REQUIRED WORK ::
(1) In the mailing list thread, which encoding is named as one that mapped characters differently from ASCII?
(2) Reproduce the part of the mailing list thread starting with "Apart your kind" and going on through "the same mistake!".
(3) Translate this sentence from the mailing list thread into Spanish: "Even back then, bytes and characters were different."

PROVIDED TEXT ::
▽

Apart your kind observation (... "hideously ugly to read") referring to
my code snippet incrementing the loop variable... you are correct.
I will never make the same mistake!

Bye, Blatt.

[toc] | [prev] | [next] | [standalone]

#50167

From	Chris Angelico <rosuav@gmail.com>
Date	2013-07-09 04:07 +1000
Message-ID	<mailman.4393.1373306845.3114.python-list@python.org>
In reply to	#50165

On Tue, Jul 9, 2013 at 3:53 AM,  <ferdy.blatsco@gmail.com> wrote:
>>> All characters are UTF-8, characters. "a" is a UTF-8 character. So is "ă".
> Not using python 3, for me (a programmer which was present at the beginning of
> computer science, badly interacting with many languages from assembler to
> Fortran and from c to Pascal and so on) it was an hard job to arrange the
> abrupt transition from characters only equal to bytes to some special
> characters defined with 2, 3 bytes and even more.

Even back then, bytes and characters were different. 'A' is a
character, 0x41 is a byte. And they correspond 1:1 if and only if you
know that your characters are represented in ASCII. Other encodings
(eg EBCDIC) mapped things differently. The only difference now is that
more people are becoming aware that there are more than 256 characters
in the world.

Like Magic 2014 and its treatment of Slivers, at some point you're
going to have to master the difference between bytes and characters,
or else be eternally hacking around stuff in your code, so now is as
good a time as any.

ChrisA

[toc] | [prev] | [next] | [standalone]

#50171

From	Dave Angel <davea@davea.name>
Date	2013-07-08 16:56 -0400
Message-ID	<mailman.4397.1373317033.3114.python-list@python.org>
In reply to	#50165

On 07/08/2013 01:53 PM, ferdy.blatsco@gmail.com wrote:
> Hi Steven,
>
> thank you for your reply... I really needed another python guru which
> is also an English teacher! Sorry if English is not my mother tongue...
> "uncorrect" instead of "incorrect" (I misapplied the "similarity
> principle" like "unpleasant...>...uncorrect").
>
> Apart from these trifles, you said:
>>> All characters are UTF-8, characters. "a" is a UTF-8 character. So is "ă".
> Not using python 3, for me (a programmer which was present at the beginning of
> computer science, badly interacting with many languages from assembler to
> Fortran and from c to Pascal and so on) it was an hard job to arrange the
> abrupt transition from characters only equal to bytes to some special
> characters defined with 2, 3 bytes and even more.

△

DATA LINES ::
▽

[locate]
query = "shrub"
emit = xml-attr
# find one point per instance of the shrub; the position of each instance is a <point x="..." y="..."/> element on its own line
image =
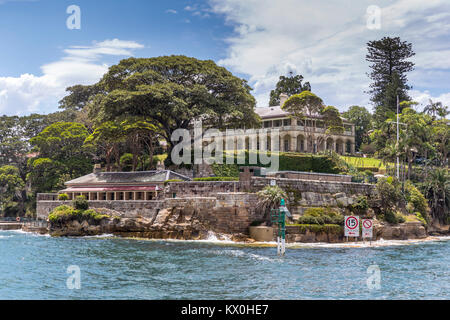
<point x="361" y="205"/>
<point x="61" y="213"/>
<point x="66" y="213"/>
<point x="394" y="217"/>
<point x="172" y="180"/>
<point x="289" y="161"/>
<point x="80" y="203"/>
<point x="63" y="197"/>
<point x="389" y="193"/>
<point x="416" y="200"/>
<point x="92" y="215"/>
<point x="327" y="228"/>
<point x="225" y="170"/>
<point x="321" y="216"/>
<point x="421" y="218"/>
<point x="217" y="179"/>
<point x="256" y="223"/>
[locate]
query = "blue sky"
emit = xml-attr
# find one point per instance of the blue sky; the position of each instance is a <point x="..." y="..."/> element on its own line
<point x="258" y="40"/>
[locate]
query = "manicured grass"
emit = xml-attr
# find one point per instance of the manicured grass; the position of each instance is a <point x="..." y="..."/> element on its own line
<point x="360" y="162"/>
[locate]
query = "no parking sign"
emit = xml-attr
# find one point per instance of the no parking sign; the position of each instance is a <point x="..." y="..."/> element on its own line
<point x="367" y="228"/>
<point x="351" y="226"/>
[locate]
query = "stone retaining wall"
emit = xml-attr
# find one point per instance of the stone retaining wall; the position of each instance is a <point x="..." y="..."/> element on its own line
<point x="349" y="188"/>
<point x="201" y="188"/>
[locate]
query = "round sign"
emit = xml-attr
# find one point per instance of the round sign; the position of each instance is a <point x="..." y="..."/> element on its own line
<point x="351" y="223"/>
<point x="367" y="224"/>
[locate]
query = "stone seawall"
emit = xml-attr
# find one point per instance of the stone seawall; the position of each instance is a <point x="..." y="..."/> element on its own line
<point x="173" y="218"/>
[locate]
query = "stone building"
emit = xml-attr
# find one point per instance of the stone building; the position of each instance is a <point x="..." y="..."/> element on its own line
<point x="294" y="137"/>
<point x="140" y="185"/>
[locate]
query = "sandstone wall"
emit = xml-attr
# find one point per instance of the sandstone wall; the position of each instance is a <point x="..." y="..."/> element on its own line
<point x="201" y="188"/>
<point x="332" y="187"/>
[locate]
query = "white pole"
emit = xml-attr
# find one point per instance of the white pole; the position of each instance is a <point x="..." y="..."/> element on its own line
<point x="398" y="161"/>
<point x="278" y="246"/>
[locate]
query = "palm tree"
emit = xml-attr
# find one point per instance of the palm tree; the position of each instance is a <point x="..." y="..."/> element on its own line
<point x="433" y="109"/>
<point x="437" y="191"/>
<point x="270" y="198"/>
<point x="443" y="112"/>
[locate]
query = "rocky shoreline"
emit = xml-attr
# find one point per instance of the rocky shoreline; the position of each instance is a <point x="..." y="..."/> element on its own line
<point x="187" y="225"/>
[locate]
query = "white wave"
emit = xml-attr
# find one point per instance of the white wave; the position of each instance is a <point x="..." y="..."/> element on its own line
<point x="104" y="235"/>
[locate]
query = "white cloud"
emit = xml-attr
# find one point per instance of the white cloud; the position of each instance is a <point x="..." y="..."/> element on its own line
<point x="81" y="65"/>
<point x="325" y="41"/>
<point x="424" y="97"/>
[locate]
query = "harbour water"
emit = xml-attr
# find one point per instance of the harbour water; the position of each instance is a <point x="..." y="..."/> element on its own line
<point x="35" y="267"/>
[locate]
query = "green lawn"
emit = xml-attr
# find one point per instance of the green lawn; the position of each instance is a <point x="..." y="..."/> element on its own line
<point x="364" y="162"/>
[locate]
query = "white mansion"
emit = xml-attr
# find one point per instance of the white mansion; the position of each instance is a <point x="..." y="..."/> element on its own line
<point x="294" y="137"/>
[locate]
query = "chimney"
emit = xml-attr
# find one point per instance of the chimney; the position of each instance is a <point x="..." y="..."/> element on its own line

△

SOLUTIONS BELOW ::
(1) EBCDIC

(2)
Apart your kind observation (... "hideously ugly to read") referring to
my code snippet incrementing the loop variable... you are correct.
I will never make the same mistake!

(3) Incluso en aquel entonces, los bytes y los caracteres eran diferentes.